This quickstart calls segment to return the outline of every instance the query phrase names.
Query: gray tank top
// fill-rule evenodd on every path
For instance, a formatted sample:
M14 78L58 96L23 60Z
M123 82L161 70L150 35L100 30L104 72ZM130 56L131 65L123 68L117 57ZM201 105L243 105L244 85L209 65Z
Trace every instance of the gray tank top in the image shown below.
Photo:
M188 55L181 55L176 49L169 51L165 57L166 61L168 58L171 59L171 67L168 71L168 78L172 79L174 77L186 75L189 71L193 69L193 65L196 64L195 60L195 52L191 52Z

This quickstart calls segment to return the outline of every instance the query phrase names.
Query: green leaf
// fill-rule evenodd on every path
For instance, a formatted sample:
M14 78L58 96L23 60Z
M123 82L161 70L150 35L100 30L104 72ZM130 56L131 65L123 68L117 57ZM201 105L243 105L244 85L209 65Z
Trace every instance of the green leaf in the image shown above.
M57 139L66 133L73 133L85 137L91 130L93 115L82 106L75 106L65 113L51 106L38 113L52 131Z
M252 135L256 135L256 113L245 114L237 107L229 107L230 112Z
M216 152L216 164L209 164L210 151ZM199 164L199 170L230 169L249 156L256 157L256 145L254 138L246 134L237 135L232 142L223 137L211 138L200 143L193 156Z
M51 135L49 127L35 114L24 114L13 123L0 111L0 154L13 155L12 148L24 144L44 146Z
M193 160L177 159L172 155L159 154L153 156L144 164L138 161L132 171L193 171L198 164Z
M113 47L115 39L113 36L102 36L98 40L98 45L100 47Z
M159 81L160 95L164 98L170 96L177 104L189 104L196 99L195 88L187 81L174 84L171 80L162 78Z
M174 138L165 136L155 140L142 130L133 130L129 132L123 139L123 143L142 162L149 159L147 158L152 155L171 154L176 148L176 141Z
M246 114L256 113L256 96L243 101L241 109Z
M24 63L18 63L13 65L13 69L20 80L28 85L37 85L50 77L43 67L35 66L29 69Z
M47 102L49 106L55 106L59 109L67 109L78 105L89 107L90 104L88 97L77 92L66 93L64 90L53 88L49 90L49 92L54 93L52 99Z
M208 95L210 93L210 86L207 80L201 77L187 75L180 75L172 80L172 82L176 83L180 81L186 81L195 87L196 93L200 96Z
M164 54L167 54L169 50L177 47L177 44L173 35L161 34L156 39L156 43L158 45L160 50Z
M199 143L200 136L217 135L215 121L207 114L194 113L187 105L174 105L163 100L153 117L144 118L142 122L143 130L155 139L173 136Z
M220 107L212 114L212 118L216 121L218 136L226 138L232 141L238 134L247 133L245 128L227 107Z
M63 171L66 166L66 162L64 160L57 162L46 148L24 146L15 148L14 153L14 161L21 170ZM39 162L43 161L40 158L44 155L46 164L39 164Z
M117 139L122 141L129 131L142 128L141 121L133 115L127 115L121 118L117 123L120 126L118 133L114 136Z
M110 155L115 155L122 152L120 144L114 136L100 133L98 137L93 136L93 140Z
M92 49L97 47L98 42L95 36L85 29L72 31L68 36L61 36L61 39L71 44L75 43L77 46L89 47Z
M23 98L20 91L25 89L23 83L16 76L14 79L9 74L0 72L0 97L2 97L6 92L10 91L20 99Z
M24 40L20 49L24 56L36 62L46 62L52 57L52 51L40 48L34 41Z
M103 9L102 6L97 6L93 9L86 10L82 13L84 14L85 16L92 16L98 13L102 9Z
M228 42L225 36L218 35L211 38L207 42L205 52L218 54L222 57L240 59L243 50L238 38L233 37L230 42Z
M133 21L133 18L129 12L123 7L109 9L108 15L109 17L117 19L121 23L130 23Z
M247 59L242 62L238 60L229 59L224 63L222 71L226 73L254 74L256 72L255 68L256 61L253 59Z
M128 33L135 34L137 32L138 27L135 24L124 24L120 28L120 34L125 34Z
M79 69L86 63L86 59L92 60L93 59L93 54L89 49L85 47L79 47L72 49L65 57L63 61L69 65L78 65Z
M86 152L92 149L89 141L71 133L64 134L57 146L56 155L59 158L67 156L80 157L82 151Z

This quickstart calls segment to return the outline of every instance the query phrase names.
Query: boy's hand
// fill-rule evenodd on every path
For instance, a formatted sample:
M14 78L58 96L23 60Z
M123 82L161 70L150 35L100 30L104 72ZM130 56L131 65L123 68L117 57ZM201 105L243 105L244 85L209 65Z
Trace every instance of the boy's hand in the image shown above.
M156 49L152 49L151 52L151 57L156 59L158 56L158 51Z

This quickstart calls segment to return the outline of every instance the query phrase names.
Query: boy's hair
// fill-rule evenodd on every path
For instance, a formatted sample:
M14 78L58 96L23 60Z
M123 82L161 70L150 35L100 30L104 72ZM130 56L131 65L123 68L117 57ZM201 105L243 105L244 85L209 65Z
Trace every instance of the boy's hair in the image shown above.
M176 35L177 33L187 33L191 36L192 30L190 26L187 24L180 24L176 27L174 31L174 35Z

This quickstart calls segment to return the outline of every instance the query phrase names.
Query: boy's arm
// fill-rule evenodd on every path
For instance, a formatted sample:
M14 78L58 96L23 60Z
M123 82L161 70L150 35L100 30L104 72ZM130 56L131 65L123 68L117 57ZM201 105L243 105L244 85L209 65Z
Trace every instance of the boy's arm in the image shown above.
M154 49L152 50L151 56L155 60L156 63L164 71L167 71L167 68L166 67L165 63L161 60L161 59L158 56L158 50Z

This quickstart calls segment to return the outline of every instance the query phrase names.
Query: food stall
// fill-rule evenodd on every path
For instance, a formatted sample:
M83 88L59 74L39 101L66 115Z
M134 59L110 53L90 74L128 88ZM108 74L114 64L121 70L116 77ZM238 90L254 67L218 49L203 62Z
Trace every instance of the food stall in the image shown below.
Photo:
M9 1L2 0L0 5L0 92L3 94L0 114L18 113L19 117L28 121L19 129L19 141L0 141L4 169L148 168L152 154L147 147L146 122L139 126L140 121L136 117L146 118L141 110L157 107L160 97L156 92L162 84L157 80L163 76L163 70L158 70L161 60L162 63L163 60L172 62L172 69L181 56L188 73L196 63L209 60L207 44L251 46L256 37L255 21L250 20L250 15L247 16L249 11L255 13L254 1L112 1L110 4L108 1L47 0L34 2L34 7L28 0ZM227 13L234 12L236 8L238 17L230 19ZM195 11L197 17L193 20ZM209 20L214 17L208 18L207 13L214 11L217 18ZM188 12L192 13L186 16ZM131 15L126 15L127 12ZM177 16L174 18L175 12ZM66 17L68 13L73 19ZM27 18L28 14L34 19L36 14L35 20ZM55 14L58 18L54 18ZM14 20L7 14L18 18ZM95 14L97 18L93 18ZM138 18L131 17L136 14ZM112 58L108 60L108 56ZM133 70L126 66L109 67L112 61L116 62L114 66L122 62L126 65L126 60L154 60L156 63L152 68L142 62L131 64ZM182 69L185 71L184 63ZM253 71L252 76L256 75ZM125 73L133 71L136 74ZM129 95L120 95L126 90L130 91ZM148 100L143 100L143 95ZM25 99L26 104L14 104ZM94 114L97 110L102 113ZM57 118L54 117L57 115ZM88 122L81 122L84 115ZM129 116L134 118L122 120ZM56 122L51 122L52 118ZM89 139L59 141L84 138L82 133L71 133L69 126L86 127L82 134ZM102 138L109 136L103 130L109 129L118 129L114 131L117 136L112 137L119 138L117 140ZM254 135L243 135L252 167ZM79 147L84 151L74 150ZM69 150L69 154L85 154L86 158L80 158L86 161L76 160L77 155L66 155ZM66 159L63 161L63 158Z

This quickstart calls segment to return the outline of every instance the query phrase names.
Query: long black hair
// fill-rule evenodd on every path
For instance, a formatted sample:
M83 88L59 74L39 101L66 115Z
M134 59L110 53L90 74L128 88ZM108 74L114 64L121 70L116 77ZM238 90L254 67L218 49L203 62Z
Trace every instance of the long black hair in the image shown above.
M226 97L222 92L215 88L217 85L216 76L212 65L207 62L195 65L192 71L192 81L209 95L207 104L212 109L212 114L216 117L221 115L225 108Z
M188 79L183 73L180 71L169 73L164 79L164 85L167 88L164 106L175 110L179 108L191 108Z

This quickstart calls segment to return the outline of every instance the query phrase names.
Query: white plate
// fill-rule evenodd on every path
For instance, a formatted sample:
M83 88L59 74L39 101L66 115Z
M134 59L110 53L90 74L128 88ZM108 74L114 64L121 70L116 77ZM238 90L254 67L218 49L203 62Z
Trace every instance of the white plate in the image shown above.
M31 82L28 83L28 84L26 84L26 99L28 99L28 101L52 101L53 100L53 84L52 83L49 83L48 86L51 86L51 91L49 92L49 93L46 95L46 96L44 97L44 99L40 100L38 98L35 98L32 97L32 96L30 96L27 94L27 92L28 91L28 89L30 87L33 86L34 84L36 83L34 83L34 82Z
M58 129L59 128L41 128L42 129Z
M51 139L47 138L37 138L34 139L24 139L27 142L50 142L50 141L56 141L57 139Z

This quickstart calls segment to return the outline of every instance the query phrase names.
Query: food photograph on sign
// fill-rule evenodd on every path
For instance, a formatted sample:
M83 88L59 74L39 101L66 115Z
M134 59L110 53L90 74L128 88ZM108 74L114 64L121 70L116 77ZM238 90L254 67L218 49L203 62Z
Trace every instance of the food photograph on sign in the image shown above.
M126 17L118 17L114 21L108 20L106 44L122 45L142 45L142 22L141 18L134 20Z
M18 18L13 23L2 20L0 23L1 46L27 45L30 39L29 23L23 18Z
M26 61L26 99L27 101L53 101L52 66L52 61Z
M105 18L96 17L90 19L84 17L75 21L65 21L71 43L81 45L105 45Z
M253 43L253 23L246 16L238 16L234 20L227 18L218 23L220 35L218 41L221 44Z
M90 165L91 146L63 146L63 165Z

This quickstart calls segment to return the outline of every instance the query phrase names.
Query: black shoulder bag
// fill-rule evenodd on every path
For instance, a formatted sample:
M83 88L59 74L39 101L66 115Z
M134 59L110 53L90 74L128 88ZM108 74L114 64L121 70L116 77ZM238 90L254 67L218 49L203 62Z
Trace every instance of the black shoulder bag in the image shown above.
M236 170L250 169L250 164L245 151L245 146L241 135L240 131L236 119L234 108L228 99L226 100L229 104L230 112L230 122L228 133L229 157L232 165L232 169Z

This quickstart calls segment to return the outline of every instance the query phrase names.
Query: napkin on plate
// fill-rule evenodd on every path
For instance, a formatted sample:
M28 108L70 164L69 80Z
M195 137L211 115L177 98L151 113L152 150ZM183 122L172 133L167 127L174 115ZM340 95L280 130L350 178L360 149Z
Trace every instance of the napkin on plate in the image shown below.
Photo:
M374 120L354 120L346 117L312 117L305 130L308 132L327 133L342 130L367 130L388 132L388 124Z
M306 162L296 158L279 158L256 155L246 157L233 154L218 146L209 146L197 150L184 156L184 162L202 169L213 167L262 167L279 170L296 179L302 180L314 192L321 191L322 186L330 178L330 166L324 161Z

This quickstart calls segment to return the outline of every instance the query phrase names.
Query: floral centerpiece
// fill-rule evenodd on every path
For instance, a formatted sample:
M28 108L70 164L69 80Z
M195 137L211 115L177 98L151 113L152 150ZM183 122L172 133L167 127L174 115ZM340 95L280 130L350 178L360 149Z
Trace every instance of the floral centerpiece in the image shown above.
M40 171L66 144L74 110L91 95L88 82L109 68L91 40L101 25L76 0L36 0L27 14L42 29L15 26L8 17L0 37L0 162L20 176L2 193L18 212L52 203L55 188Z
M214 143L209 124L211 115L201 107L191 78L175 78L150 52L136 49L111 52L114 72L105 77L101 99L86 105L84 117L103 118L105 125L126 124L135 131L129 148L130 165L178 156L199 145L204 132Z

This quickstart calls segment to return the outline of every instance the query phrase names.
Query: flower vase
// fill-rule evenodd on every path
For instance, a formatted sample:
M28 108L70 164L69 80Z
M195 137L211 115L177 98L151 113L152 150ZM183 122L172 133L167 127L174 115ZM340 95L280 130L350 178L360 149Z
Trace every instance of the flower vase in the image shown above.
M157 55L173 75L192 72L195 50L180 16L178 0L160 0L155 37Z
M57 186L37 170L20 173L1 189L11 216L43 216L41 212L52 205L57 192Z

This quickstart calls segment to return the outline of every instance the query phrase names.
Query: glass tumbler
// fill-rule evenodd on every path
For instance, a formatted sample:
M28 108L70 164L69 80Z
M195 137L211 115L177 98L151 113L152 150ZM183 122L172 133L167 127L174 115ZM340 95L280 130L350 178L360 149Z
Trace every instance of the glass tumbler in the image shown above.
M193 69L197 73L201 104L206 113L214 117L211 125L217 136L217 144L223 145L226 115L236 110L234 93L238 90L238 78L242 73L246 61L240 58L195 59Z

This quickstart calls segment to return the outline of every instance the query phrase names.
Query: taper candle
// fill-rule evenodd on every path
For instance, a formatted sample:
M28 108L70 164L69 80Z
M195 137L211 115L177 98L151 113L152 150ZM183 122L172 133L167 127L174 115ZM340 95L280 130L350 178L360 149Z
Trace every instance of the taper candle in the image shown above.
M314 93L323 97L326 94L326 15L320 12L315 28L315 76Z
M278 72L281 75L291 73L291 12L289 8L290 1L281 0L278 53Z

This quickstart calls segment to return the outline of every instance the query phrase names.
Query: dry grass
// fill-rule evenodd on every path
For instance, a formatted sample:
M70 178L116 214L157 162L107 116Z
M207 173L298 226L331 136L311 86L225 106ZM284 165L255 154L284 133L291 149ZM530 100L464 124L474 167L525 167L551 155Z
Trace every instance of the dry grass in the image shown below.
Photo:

===

» WHAT IS REQUIRED:
Please copy the items from their first line through the line containing "M188 55L181 55L176", keeping both ends and changing nothing.

» OUTPUT FOR THIS TASK:
This quickstart calls segment to return the outline of every instance the query phrase names.
Query: gray tank top
// fill-rule evenodd on every path
For instance, a formatted sample:
M14 78L58 96L23 60Z
M123 82L161 70L150 35L100 30L104 72ZM130 56L131 65L123 68L117 57ZM201 105L243 105L244 85L209 65Z
Trace every instance of the gray tank top in the image shown below.
Photo:
M188 55L181 55L176 49L169 51L165 57L166 61L168 58L171 59L171 67L168 71L168 78L172 79L174 77L186 75L189 71L193 69L193 65L196 64L195 60L195 52L191 52Z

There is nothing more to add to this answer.